_提示文_.
####################

3月3日の夜、東北新幹線の新型車両「E5系 はやぶさ」のデビュー2日前
この日は仕事が押していて、私はまだ会社で残業をしていた。
そんな時、職場のマネージャーから突然声を掛けられた。
「明日の会議、俺に代わって出席してくれないか。」
その唐突な申し出に私は驚いた。
明日は仕事帰りに帰宅せず直接仙台へと発つつもりだったのだ。
しかし、マネージャーからの依頼は仕事の話。断る訳にもいかず、内心渋々で了承をしたのだった。

そして翌日。
私は登山用の大きなザックにカメラ機材一式と最低限の着替え用の下着、会議用の資料を詰め込み、それを普段着慣れていないスーツ姿で背負って会議へと赴いた。

会議はスムーズに進み、予定より早く終わった。
これは運がよかった。当初、仕事を20時に切り上げ24時仙台着の予定だったが、東京駅20時4分初の「はやて41号」に乗車する事が出来たのだ。

19時50分頃に東京駅に到着した私は、まず切符売り場へと向かった。だが、切符を購入するためでは無い。
 既に乗車券と特急券を準備していた私が欲しかったのは東北新幹線の時刻表だった。

時刻表の表紙は「E5系はやぶさ」。翌日3月5日のダイヤ改正後の時刻表だ。
時刻表のページをめくると「はやぶさ1号」の文字
そして「グランクラス」のマークも記載されている。
明日、東北新幹線の新しい時代が始まるのだ。

新しい時刻表を手にして御満悦の私が次に向かったのは駅弁売り場。
はやて号の車内で夕食を摂るためだ。

私が選んだのは「チキン弁当」
雑誌でも紹介される程の、歴史ある東京の名弁当だ。
しかし、私が頼んだ時には既に売り切れ。しかたなく第2候補の「深川めし」とお茶を購入し、すでに出来ている「はやて41号」の乗車待ちの列の最後尾へと並んだ
列の前方で並んでいた人の手には「チキン弁当」がぶら下がっていた。それを子供の様に羨ましく思いながら乗車の時を待った。

車内清掃が終わり、ドアが開くと一気に乗客が流れ込む。
全席指定の「はやて号」だが、荷物棚には指定は無い。皆、手に持った荷物を次々に棚の上に載せて行く。座席の7割くらいの乗客が着座した頃には荷物棚はいっぱいになっていて、後から乗り込んできた乗客は手に抱えた荷物に四苦八苦していた。

全席指定で全ての席が完売している旨の車内放送が流れた後、「はやて41号」は新青森へと向け出発した。

空腹を訴える私の胃袋に応えるように、早速ディナータイムとする事にした。
私の隣の席で、花束と沢山の荷物を抱えていたスーツ姿の青年も、おもむろに袋から駅弁を取り出し、食事を始めた。
こうなると、お互いどうも隣の芝生が気になってしまう。
互いの弁当をチラ見しながら、「そっちの方が旨そうだなぁ」「いやっ!値段ではオレの方が勝っている。」そんな無言のバトルがあったように思う。
しかし、その静かなる闘いが急展開を迎える。

####################

_元データ_.
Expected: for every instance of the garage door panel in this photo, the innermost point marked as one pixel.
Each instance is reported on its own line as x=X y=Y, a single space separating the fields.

####################

_求められること_.
A) はやて41号の乗車記で、売り切れていた「チキン弁当」の代わりに買った駅弁は何か答えよ。
B) はやて41号の乗車記を、最後の一文の後から書き継げ。

_課題の解答_.
A) 「深川めし」で、お茶と一緒に購入している。

B)
私の弁当のアサリご飯の上には柔らかく上品は味付けの煮アナゴと魚の甘露煮が載っていた。
私は鮎の甘露煮かなと思って箸で摘み上げたが、なんとその魚はハゼだったのだ。
天ぷらなどでは食した事はあったが、ハゼのあの顔あの姿のままの甘露煮にはさすがに驚いてしまった。
パッと見、ドジョウの様にも見えるその表情に箸が止まってしまったが、ここで引いては男が廃る!
私は潔く頭からかぶりついた。
その瞬間、隣の席の青年が僅かに仰け反る姿が見えた。

この勝負、私の勝ちだ・・・!

勝手にそんなくだらない思いに心を馳せていると、列車は大宮駅へと滑り込んでいった。

大宮駅を過ぎると、そこから先は高速走行区間へと突入する。
明日乗車する「はやぶさ号」との比較が出来ると、座面に神経を集中する。
しかし、そこは日本が世界に誇る新幹線。ほとんど揺れは感じない・・・。
せっかくE5系の最新技術の「フルアクティブ・サスペンション」との比較をしたかったのに。
強いて気になる点を挙げるとしたら、縦揺れ程度。これは軌道側の問題であり、車両が新しくなっても変わる所ではないだろう。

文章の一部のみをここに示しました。